- TEXT UNDER STUDY -
++++

The move to exchange Loblaw and Shoppers “hero” products comes as the retailers face “headwinds” this year in a tougher market, Mr. Trius said. Higher expenses – including steeper fuel costs, a weakened Canadian dollar against the U.S. greenback and the upcoming increase in minimum wages in Ontario – are putting pressure on the bottom line.
“Looking ahead in our core grocery operations, we see very little relief from the intensely competitive environment in which we operate,” Mr. Trius said after releasing the retailer’s first-quarter results, which were close to or above analysts’ expectations.
But there may be some easing of the unprecedented growth in retail space in the second half of 2014, as U.S. discounters Wal-Mart Stores Inc. and Target Corp. restrain their respective expansions, he added.
In its first quarter, Loblaw benefited from raising prices of some produce and meats, passing on to customers higher costs from a weaker loonie and beef and pork shortages. Even so, Loblaw reported that its quarterly food inflation slightly surpassed Statistics Canada’s national food price inflation of 1.2 per cent in the period.
Inflation as well as strong sales in fresh foods helped Loblaw post a first-quarter same-store sales gain of 0.9 per cent or, excluding the effect of a late Easter, 1.1 per cent. Those sales at outlets open a year or more are considered a key retail measure; At Loblaw, they reflect, in part, the grocer’s ability to pass on price increases from suppliers to consumers.
Loblaw also faces challenges from prescription-drug reforms as provinces continue to scale back payments to pharmacies, Mr. Trius said.
But the company is getting a boost from its new PC Plus loyalty program, whose performance is exceeding expectations, he said. Almost 40 per cent of the retailer’s sales in participating chains (its discount banners such as No Frills are not part of the program) are now made with a PC Plus card, he said. Rewards members make more trips to the stores, purchase more and shop in more product categories, he said.
Nevertheless, the company is still trying to turn around weaker sales in its non-grocery sections, with its Joe Fresh apparel sales remaining the same in its first quarter from a year earlier, pinched by a “tough winter” and a delayed spring, he said. Even so, Joe Fresh e-commerce is picking up, with average online orders double those in stores, he said.

++++

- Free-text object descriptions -
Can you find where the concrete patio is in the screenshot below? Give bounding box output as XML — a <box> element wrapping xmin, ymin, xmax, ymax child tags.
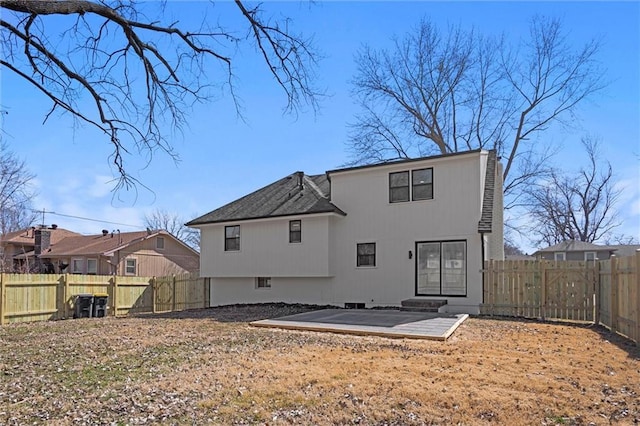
<box><xmin>250</xmin><ymin>309</ymin><xmax>469</xmax><ymax>341</ymax></box>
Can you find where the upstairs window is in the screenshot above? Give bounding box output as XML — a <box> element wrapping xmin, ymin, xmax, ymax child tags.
<box><xmin>411</xmin><ymin>169</ymin><xmax>433</xmax><ymax>201</ymax></box>
<box><xmin>71</xmin><ymin>259</ymin><xmax>84</xmax><ymax>274</ymax></box>
<box><xmin>87</xmin><ymin>259</ymin><xmax>98</xmax><ymax>275</ymax></box>
<box><xmin>224</xmin><ymin>225</ymin><xmax>240</xmax><ymax>251</ymax></box>
<box><xmin>389</xmin><ymin>172</ymin><xmax>409</xmax><ymax>203</ymax></box>
<box><xmin>356</xmin><ymin>243</ymin><xmax>376</xmax><ymax>267</ymax></box>
<box><xmin>289</xmin><ymin>220</ymin><xmax>302</xmax><ymax>243</ymax></box>
<box><xmin>124</xmin><ymin>259</ymin><xmax>138</xmax><ymax>275</ymax></box>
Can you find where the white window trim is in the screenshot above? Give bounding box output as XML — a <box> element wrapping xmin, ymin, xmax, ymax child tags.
<box><xmin>255</xmin><ymin>277</ymin><xmax>271</xmax><ymax>290</ymax></box>
<box><xmin>124</xmin><ymin>257</ymin><xmax>138</xmax><ymax>276</ymax></box>
<box><xmin>354</xmin><ymin>240</ymin><xmax>380</xmax><ymax>269</ymax></box>
<box><xmin>70</xmin><ymin>257</ymin><xmax>85</xmax><ymax>274</ymax></box>
<box><xmin>87</xmin><ymin>257</ymin><xmax>98</xmax><ymax>275</ymax></box>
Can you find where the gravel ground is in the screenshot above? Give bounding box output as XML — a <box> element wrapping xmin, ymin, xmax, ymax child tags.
<box><xmin>0</xmin><ymin>304</ymin><xmax>640</xmax><ymax>425</ymax></box>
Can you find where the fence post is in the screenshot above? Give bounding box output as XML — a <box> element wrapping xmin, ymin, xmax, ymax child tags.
<box><xmin>610</xmin><ymin>255</ymin><xmax>619</xmax><ymax>333</ymax></box>
<box><xmin>62</xmin><ymin>273</ymin><xmax>70</xmax><ymax>318</ymax></box>
<box><xmin>540</xmin><ymin>260</ymin><xmax>547</xmax><ymax>320</ymax></box>
<box><xmin>587</xmin><ymin>259</ymin><xmax>600</xmax><ymax>325</ymax></box>
<box><xmin>111</xmin><ymin>274</ymin><xmax>118</xmax><ymax>317</ymax></box>
<box><xmin>0</xmin><ymin>272</ymin><xmax>6</xmax><ymax>325</ymax></box>
<box><xmin>151</xmin><ymin>276</ymin><xmax>157</xmax><ymax>314</ymax></box>
<box><xmin>632</xmin><ymin>249</ymin><xmax>640</xmax><ymax>346</ymax></box>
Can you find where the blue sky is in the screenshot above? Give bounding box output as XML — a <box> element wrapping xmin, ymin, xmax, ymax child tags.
<box><xmin>1</xmin><ymin>1</ymin><xmax>640</xmax><ymax>251</ymax></box>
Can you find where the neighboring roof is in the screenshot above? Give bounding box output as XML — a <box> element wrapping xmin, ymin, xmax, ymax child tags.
<box><xmin>478</xmin><ymin>149</ymin><xmax>497</xmax><ymax>232</ymax></box>
<box><xmin>186</xmin><ymin>172</ymin><xmax>346</xmax><ymax>226</ymax></box>
<box><xmin>42</xmin><ymin>231</ymin><xmax>175</xmax><ymax>257</ymax></box>
<box><xmin>327</xmin><ymin>149</ymin><xmax>482</xmax><ymax>175</ymax></box>
<box><xmin>534</xmin><ymin>240</ymin><xmax>616</xmax><ymax>254</ymax></box>
<box><xmin>0</xmin><ymin>228</ymin><xmax>80</xmax><ymax>246</ymax></box>
<box><xmin>609</xmin><ymin>244</ymin><xmax>640</xmax><ymax>257</ymax></box>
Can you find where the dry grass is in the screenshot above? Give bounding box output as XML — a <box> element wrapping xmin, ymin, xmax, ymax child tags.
<box><xmin>0</xmin><ymin>305</ymin><xmax>640</xmax><ymax>425</ymax></box>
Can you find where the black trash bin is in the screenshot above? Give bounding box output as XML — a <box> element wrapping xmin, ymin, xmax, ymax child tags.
<box><xmin>73</xmin><ymin>294</ymin><xmax>93</xmax><ymax>318</ymax></box>
<box><xmin>93</xmin><ymin>294</ymin><xmax>109</xmax><ymax>318</ymax></box>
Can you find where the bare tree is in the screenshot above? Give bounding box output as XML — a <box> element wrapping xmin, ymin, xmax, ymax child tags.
<box><xmin>144</xmin><ymin>209</ymin><xmax>200</xmax><ymax>250</ymax></box>
<box><xmin>349</xmin><ymin>17</ymin><xmax>604</xmax><ymax>207</ymax></box>
<box><xmin>0</xmin><ymin>0</ymin><xmax>319</xmax><ymax>188</ymax></box>
<box><xmin>0</xmin><ymin>142</ymin><xmax>35</xmax><ymax>234</ymax></box>
<box><xmin>527</xmin><ymin>138</ymin><xmax>621</xmax><ymax>245</ymax></box>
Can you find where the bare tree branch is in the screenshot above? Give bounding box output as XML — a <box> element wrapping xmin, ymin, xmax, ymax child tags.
<box><xmin>0</xmin><ymin>0</ymin><xmax>321</xmax><ymax>189</ymax></box>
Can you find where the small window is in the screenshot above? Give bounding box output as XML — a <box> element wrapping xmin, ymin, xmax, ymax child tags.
<box><xmin>124</xmin><ymin>259</ymin><xmax>138</xmax><ymax>275</ymax></box>
<box><xmin>71</xmin><ymin>259</ymin><xmax>84</xmax><ymax>274</ymax></box>
<box><xmin>356</xmin><ymin>243</ymin><xmax>376</xmax><ymax>267</ymax></box>
<box><xmin>256</xmin><ymin>277</ymin><xmax>271</xmax><ymax>288</ymax></box>
<box><xmin>87</xmin><ymin>259</ymin><xmax>98</xmax><ymax>275</ymax></box>
<box><xmin>224</xmin><ymin>225</ymin><xmax>240</xmax><ymax>251</ymax></box>
<box><xmin>411</xmin><ymin>169</ymin><xmax>433</xmax><ymax>201</ymax></box>
<box><xmin>289</xmin><ymin>220</ymin><xmax>302</xmax><ymax>243</ymax></box>
<box><xmin>389</xmin><ymin>172</ymin><xmax>409</xmax><ymax>203</ymax></box>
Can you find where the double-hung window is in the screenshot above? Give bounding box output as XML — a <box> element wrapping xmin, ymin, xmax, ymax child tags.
<box><xmin>87</xmin><ymin>259</ymin><xmax>98</xmax><ymax>275</ymax></box>
<box><xmin>289</xmin><ymin>220</ymin><xmax>302</xmax><ymax>243</ymax></box>
<box><xmin>389</xmin><ymin>168</ymin><xmax>433</xmax><ymax>203</ymax></box>
<box><xmin>356</xmin><ymin>243</ymin><xmax>376</xmax><ymax>267</ymax></box>
<box><xmin>224</xmin><ymin>225</ymin><xmax>240</xmax><ymax>251</ymax></box>
<box><xmin>124</xmin><ymin>258</ymin><xmax>138</xmax><ymax>275</ymax></box>
<box><xmin>71</xmin><ymin>259</ymin><xmax>84</xmax><ymax>274</ymax></box>
<box><xmin>411</xmin><ymin>169</ymin><xmax>433</xmax><ymax>201</ymax></box>
<box><xmin>389</xmin><ymin>172</ymin><xmax>409</xmax><ymax>203</ymax></box>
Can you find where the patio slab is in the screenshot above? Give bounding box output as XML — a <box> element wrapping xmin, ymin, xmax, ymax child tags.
<box><xmin>250</xmin><ymin>309</ymin><xmax>469</xmax><ymax>341</ymax></box>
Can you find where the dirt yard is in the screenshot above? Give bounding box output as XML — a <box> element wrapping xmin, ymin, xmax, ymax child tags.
<box><xmin>0</xmin><ymin>305</ymin><xmax>640</xmax><ymax>425</ymax></box>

++++

- ASSIGNED TASK A -
Transcribe the passage on Loblaw's first quarter from "The move to" up to and including "above analysts’ expectations.".
- ASSIGNED TASK B -
Answer these questions from the passage on Loblaw's first quarter:
(i) What first-quarter same-store sales gain did Loblaw post, before excluding the effect of a late Easter?
(ii) About what share of sales in participating chains is now made with a PC Plus card?
(iii) What was Statistics Canada's national food price inflation for the period?
- ASSIGNED TASK C -
Write the next part of the passage on Loblaw's first quarter, picking up after its final sentence.

- EXERCISE RESULT A -
The move to exchange Loblaw and Shoppers “hero” products comes as the retailers face “headwinds” this year in a tougher market, Mr. Trius said. Higher expenses – including steeper fuel costs, a weakened Canadian dollar against the U.S. greenback and the upcoming increase in minimum wages in Ontario – are putting pressure on the bottom line.
“Looking ahead in our core grocery operations, we see very little relief from the intensely competitive environment in which we operate,” Mr. Trius said after releasing the retailer’s first-quarter results, which were close to or above analysts’ expectations.

- EXERCISE RESULT B -
(i) 0.9 per cent
(ii) Almost 40 per cent
(iii) 1.2 per cent

- EXERCISE RESULT C -
In its first quarter, Loblaw’s adjusted profit rose to $139-million or 49 cents a share from $134-million or 48 cents a year earlier. On a non-adjusted basis, profit fell 39.3 per cent to $103-million or 37 cents from $171-million or 61 in the previous year. The adjusted earnings beat analysts’ consensus estimate of 46 cents. Revenue rose to $7.3-billion from $7.2-billion.
“While the industry backdrop continues to be challenging with the intensely competitive market environment and the continued impact of drug reform, we still expect to advance our combined business both financially and operationally this year,” Loblaw executive chairman Galen G. Weston said.
First-quarter operating profit fell to $253-million from $309-million, largely because of a gain from defined benefit plan amendments in the year-earlier period, $23-million in costs tied to the Shoppers acquisition, costs related to Choice Properties Real Estate Investment Trust and year-over-year asset and other impairments, the company said.
Adjusted operating income of $268-million versus $258-million was due primarily to an increase in adjusted operating income in the financial services segment. Financial services revenue increased by 9.1 per cent compared with the first quarter of 2013.
Retail sales in the quarter were up 0.8 per cent while same-store sales increased 0.9 per cent compared to the year-earlier period. Excluding the shift in the timing of Easter, same-store sales growth in the quarter was about 1.1 per cent, said Loblaw.